* Task statement *
Please write out the material below exactly as given.

** Begin Dataset extract **

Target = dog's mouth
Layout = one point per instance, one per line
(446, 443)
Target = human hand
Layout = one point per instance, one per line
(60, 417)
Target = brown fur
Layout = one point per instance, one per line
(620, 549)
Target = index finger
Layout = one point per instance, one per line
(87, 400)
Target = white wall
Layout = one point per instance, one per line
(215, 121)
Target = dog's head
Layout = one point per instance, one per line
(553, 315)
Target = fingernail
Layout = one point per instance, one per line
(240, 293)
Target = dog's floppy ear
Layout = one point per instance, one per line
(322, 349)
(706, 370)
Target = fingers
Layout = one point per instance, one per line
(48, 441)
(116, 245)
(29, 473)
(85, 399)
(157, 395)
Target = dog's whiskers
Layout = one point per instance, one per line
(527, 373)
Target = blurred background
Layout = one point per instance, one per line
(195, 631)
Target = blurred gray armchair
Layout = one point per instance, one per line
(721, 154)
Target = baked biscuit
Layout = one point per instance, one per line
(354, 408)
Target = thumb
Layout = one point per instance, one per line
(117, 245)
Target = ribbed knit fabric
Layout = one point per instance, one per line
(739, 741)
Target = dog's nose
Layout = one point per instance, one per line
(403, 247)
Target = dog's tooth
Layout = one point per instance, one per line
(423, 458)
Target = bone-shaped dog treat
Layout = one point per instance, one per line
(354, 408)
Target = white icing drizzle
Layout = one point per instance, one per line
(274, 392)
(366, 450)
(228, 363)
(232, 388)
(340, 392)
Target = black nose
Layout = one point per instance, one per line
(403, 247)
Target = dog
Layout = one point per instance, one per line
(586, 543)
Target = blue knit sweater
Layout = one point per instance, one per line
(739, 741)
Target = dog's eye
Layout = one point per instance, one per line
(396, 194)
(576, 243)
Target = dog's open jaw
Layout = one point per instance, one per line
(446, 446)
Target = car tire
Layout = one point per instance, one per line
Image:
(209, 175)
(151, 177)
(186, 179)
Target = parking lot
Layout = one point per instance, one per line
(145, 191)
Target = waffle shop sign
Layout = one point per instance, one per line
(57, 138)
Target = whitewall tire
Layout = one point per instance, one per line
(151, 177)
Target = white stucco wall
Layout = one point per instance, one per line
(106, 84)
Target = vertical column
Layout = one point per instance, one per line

** End Dataset extract **

* Output for this exercise *
Target = dog's mouth
Layout = one point per instance, one per line
(446, 443)
Target = human hand
Layout = one point per instance, one per line
(60, 417)
Target = brown fur
Layout = one point per instance, one per line
(620, 549)
Target = index finger
Layout = one point per instance, one per line
(87, 400)
Target = white wall
Layout = one point per instance, one per line
(215, 121)
Target = dog's head
Layout = one point per instance, one per line
(553, 315)
Target = fingernail
Layout = one point per instance, one per line
(240, 293)
Target = dog's floppy ear
Layout = one point per instance, one per line
(322, 349)
(706, 370)
Target = fingers
Layout = one point per instance, one per line
(48, 441)
(116, 245)
(29, 473)
(85, 399)
(157, 395)
Target = dog's whiskers
Layout = one point per instance, one per line
(527, 373)
Target = blurred background
Layout = one point per instance, one per line
(195, 631)
Target = blurred gray armchair
Layout = one point per instance, one per line
(721, 154)
Target = baked biscuit
Layout = one point per instance, one per line
(354, 408)
Target = thumb
Layout = one point per instance, one per line
(117, 245)
Target = ribbed knit fabric
Layout = one point per instance, one per line
(739, 741)
Target = dog's nose
Layout = one point per instance, one per line
(403, 247)
Target = dog's tooth
Layout = one point per instance, one per line
(423, 458)
Target = bone-shaped dog treat
Layout = one point per instance, one per line
(354, 408)
Target = white icing drizzle
Layout = one point per instance, one per line
(274, 392)
(366, 450)
(228, 363)
(232, 388)
(340, 392)
Target = black nose
Layout = one point per instance, one per line
(403, 247)
Target = dog
Layout = one point per instance, one per line
(586, 543)
Target = blue knit sweater
Layout = one point per instance, one per line
(739, 741)
Target = dog's eye
Layout = one point per instance, one per line
(396, 194)
(576, 243)
Target = dog's open jaw
Layout = one point per instance, one per line
(446, 446)
Target = car tire
Layout = one point per instance, one per line
Image:
(209, 175)
(151, 177)
(186, 179)
Target = parking lot
Layout = one point per instance, one per line
(145, 191)
Target = waffle shop sign
Layout = one point per instance, one per line
(57, 138)
Target = whitewall tire
Layout = one point per instance, one per line
(151, 177)
Target = white stucco wall
Layout = one point per instance, one per line
(106, 84)
Target = vertical column
Layout = one point per instance, one per line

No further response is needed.